SUPPLIED DATA:

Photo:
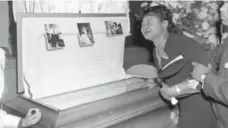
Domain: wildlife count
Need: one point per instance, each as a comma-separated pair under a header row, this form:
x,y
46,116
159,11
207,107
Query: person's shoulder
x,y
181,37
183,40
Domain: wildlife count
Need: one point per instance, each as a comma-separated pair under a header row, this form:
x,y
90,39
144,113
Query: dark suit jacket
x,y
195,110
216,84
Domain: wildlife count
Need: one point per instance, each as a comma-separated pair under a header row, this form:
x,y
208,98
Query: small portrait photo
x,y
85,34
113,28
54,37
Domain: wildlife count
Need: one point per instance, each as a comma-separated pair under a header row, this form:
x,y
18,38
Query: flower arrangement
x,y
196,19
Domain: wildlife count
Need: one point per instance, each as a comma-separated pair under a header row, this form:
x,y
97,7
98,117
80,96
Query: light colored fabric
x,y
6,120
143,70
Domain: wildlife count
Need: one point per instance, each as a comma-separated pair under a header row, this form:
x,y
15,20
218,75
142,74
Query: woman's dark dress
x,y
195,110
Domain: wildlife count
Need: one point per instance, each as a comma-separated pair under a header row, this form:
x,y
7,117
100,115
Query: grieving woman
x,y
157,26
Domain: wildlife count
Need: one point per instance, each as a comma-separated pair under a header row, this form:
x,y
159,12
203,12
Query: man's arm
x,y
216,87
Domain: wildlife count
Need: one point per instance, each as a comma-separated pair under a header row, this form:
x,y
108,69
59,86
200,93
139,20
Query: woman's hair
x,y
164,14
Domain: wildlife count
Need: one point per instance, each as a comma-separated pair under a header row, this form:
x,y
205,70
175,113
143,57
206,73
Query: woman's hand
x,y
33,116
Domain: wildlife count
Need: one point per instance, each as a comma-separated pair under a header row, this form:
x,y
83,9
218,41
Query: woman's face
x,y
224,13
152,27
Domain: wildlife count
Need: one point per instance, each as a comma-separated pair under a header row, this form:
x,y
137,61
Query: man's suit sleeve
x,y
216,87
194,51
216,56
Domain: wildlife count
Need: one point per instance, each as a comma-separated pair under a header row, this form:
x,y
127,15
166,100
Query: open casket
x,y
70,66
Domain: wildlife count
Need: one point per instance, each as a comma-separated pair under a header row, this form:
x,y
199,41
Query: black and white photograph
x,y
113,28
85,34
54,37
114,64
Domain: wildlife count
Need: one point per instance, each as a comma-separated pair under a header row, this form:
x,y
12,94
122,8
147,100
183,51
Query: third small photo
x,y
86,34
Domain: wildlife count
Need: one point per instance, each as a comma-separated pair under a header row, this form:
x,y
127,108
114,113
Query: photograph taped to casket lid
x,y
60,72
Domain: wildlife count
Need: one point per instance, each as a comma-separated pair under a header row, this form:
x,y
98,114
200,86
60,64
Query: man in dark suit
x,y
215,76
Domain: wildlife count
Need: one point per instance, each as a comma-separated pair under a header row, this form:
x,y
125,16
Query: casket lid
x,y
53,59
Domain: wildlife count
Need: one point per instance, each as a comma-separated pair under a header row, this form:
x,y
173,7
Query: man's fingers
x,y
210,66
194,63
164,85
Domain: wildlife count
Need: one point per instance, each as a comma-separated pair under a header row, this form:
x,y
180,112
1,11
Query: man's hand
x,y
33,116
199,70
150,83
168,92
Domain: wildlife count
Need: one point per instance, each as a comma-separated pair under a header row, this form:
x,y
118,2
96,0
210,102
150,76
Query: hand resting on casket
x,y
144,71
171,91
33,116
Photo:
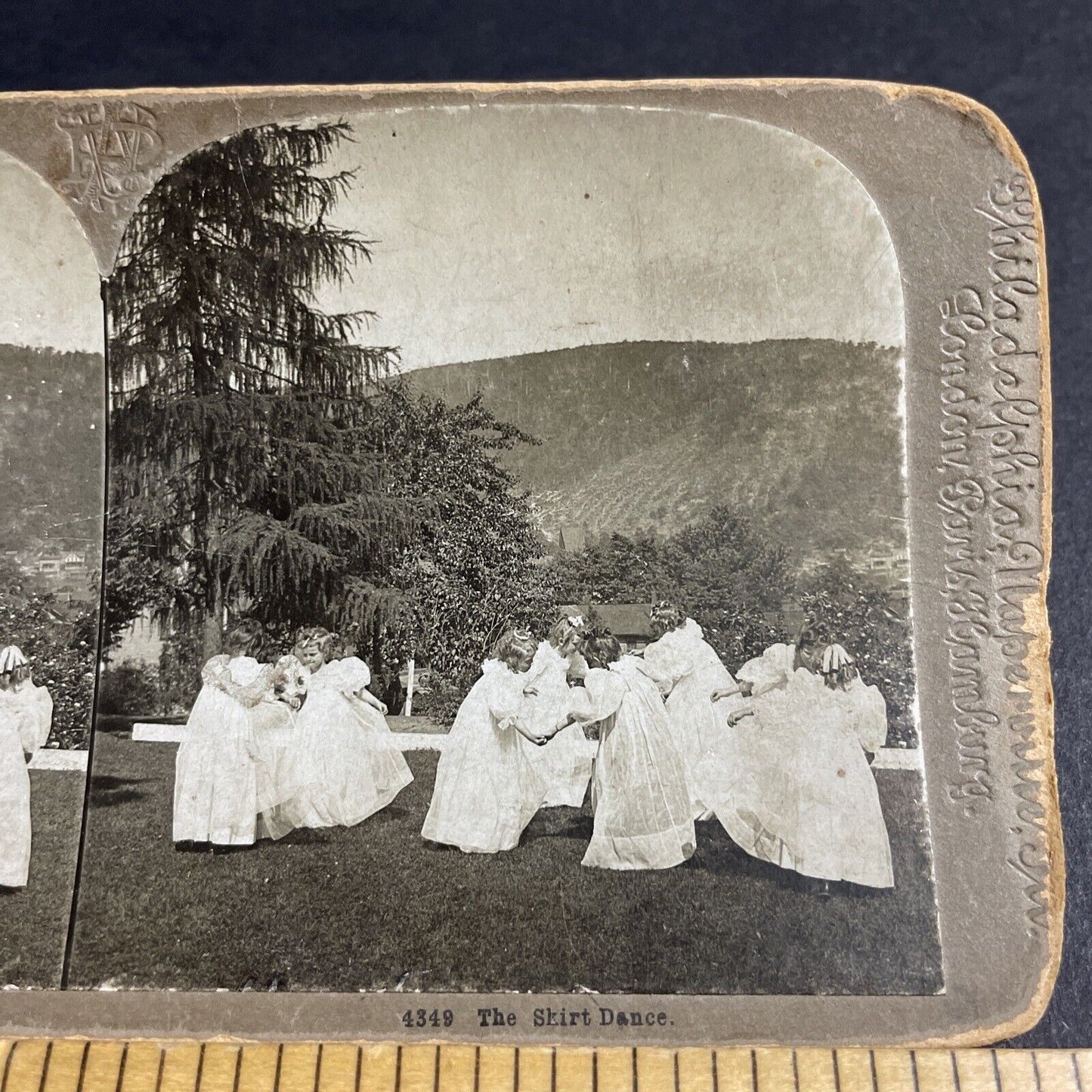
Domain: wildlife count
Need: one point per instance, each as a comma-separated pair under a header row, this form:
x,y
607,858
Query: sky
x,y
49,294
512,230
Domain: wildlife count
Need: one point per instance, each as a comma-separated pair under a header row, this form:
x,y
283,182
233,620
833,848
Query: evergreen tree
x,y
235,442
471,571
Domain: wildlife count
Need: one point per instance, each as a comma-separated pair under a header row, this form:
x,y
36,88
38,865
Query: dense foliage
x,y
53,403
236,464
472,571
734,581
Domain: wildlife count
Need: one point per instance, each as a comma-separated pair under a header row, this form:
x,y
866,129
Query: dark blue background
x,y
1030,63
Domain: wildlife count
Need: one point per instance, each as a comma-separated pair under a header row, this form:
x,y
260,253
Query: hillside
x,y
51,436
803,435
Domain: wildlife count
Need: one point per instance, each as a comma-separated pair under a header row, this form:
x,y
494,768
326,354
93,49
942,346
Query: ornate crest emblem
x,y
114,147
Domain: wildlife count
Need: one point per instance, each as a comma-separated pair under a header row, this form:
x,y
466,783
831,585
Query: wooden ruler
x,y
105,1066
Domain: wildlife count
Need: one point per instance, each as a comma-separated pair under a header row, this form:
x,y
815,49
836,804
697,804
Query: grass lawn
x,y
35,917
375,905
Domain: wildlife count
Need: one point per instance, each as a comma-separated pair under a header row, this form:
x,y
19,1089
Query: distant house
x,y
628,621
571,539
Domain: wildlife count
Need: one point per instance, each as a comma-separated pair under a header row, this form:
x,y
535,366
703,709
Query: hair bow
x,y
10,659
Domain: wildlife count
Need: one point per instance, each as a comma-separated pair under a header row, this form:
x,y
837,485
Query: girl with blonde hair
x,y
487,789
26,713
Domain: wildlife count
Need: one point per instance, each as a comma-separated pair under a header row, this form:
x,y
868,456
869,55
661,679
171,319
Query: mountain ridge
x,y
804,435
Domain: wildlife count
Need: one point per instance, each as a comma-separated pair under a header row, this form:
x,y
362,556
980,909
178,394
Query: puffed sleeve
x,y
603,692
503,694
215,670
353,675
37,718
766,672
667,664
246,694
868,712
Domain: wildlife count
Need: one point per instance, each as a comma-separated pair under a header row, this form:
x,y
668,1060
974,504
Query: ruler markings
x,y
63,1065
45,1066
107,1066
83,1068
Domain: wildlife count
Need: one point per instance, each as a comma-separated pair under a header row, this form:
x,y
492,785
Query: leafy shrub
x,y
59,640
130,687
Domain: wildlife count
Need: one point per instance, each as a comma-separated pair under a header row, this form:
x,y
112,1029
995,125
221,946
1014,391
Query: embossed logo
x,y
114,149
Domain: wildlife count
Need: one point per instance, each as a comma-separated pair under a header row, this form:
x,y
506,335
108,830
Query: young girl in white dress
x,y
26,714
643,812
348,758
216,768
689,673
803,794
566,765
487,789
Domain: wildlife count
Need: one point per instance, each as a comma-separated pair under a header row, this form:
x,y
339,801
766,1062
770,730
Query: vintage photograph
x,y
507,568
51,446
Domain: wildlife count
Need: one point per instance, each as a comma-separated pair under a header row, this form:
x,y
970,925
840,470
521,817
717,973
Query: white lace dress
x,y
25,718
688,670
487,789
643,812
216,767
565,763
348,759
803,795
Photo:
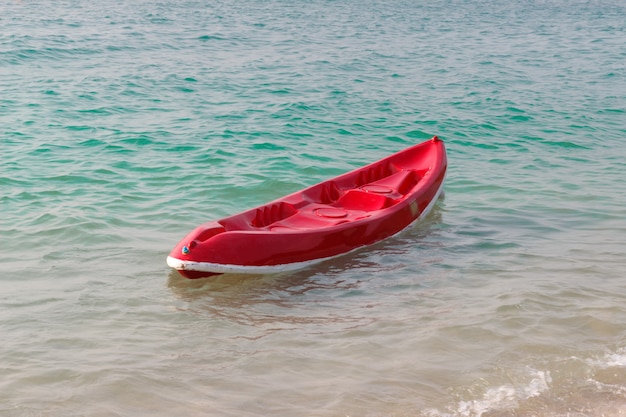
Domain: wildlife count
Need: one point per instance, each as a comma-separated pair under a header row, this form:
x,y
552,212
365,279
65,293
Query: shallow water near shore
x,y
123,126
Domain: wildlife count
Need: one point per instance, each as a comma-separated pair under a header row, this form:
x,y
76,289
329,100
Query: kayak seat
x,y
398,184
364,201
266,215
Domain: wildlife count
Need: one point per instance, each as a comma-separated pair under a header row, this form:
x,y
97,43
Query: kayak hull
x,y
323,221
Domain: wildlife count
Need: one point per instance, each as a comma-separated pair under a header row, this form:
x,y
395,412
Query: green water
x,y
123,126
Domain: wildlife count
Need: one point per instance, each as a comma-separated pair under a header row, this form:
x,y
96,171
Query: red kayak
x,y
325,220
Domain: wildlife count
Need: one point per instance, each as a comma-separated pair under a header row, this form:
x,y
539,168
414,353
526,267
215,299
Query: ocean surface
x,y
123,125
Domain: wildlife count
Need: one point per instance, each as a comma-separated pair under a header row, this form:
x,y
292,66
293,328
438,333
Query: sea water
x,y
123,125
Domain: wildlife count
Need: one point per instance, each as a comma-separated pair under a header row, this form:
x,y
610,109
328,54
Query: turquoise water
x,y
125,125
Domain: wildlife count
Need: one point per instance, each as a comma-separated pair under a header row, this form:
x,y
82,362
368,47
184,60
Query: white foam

PROBLEM TO WORK ON: Report how many lines of the records above contain the string "hair", treating uppercase and lowercase letters as distinct. Give only the number.

OUTPUT OF THE TASK: 3